PROBLEM:
Answer these questions from the gold diggings text:
(a) In which two places were the ships stranded?
(b) How many days did Joseph Barrow Montefiore's passage take?
(c) On what date did he write his report?

Everyone headed for the diggings, even the crews of in-bound ships, which accumulated in huge numbers, stranded in Hobson’s Bay and Port Melbourne. Many of these brought experienced prospectors across the Pacific from California, where the 1849 diggings were by then over-crowded.

1 The first diggings in Ballarat. 2 Joseph Barrow Montefiore (1803–1893), From L. M. Goldman, The History of the Jews in New Zealand (Wellington, 1958).

Among the tens of thousands of passengers converging on Melbourne through the last quarter of 1851 was the seasoned colonist and businessman Joseph Barrow Montefiore (1803–1893), lately returned from London, who lost no time in sending the following detailed report to his kinsmen in New Court, St. Swithin’s Lane. “As you were kind enough to express a desire to hear from me,” he wrote on 18 December,

I feel much pleasure in informing you of my safe arrival on the 2nd inst[ant]., after a pleasant and speedy passage of 92 days. I was astonished to find I had arrived at a second California producing Gold in greater abundance and purity than ever that prolific Gold Region. I found realised here all the incredible tales we have heard respecting that place, nearly every labouring man gone to the Diggings and returning from time to time sometimes after only an interval of a few days to sell in the Town the Gold they have amassed, the whole nature of things in this Colony is completely altered, male labour it is impossible to obtain at any price, all the lower classes becoming suddenly wealthy, the females sharing in this renders it almost impossible to obtain servants, the difficulties that one is exposed to from such a state of things can better be imagined than described. There is an immense field now open for the labouring class of our Mother Country and I would urge you using your powerful influence in aid of emigration.

Entries drawn from a dataset:

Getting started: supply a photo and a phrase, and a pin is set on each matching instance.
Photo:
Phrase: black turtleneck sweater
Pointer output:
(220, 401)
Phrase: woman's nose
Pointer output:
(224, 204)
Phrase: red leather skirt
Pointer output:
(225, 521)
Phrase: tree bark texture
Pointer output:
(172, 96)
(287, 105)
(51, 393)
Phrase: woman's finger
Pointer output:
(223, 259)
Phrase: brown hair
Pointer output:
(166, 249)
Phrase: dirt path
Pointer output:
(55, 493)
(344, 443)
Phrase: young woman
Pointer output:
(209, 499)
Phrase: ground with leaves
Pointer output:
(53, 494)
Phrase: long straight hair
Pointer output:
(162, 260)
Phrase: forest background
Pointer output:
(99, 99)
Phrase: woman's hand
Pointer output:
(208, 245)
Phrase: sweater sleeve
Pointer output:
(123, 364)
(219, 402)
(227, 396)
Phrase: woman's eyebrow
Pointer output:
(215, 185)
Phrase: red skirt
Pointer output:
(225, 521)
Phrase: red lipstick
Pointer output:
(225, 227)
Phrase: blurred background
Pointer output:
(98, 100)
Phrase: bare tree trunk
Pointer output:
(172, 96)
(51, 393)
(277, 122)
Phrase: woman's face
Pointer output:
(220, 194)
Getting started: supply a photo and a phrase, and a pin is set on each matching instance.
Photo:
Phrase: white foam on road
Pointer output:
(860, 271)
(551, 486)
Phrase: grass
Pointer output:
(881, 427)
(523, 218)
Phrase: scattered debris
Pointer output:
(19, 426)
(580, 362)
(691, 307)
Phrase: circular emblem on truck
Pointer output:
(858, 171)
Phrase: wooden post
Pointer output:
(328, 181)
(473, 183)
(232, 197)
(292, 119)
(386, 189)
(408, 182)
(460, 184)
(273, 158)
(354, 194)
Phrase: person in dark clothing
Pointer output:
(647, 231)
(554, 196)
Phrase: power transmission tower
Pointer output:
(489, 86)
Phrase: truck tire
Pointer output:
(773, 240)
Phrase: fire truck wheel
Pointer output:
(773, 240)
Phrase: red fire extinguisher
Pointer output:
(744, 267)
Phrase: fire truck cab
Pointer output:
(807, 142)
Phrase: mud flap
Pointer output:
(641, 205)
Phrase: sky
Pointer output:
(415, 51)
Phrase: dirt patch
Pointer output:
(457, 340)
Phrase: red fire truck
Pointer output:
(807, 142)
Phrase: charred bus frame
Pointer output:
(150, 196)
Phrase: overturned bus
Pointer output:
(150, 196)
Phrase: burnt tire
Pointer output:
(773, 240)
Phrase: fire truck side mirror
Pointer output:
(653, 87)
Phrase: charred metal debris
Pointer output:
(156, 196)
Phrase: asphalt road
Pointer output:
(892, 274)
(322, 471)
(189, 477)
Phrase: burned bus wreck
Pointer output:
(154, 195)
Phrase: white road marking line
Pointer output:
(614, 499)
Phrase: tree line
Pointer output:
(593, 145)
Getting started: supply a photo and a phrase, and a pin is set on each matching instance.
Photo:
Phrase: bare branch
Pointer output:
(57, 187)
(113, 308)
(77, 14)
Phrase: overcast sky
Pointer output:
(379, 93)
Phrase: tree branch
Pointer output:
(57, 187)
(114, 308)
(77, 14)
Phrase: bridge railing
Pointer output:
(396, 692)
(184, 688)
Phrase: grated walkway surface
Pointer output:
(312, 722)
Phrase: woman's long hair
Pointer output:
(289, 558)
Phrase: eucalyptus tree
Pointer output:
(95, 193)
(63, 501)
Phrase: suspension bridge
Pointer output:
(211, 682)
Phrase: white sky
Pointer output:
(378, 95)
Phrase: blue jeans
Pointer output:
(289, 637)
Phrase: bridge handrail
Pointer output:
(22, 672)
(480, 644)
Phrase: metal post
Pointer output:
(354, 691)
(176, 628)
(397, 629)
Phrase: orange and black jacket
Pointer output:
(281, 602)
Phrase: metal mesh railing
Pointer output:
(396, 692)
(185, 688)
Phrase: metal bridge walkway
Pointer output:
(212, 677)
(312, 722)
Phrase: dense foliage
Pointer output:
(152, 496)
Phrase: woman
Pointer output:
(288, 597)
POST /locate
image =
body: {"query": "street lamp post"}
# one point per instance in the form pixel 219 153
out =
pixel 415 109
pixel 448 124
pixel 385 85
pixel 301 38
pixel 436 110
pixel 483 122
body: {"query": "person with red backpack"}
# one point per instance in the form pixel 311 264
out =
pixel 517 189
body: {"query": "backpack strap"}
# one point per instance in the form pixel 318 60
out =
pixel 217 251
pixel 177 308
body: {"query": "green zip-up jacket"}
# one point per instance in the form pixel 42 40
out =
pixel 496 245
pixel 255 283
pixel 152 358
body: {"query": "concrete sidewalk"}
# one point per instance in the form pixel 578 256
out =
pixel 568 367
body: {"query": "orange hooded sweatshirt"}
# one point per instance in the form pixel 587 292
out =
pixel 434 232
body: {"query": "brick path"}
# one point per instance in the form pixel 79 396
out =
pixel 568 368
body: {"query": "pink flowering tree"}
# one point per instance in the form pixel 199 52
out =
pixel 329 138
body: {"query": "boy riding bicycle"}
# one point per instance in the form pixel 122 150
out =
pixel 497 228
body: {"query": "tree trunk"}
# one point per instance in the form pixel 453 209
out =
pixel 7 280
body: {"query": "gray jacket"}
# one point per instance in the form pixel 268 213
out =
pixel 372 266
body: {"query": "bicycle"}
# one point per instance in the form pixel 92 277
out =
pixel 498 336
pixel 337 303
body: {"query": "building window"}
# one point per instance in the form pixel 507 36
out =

WORKED SOLUTION:
(a) Hobson's Bay and Port Melbourne
(b) 92 days
(c) 18 December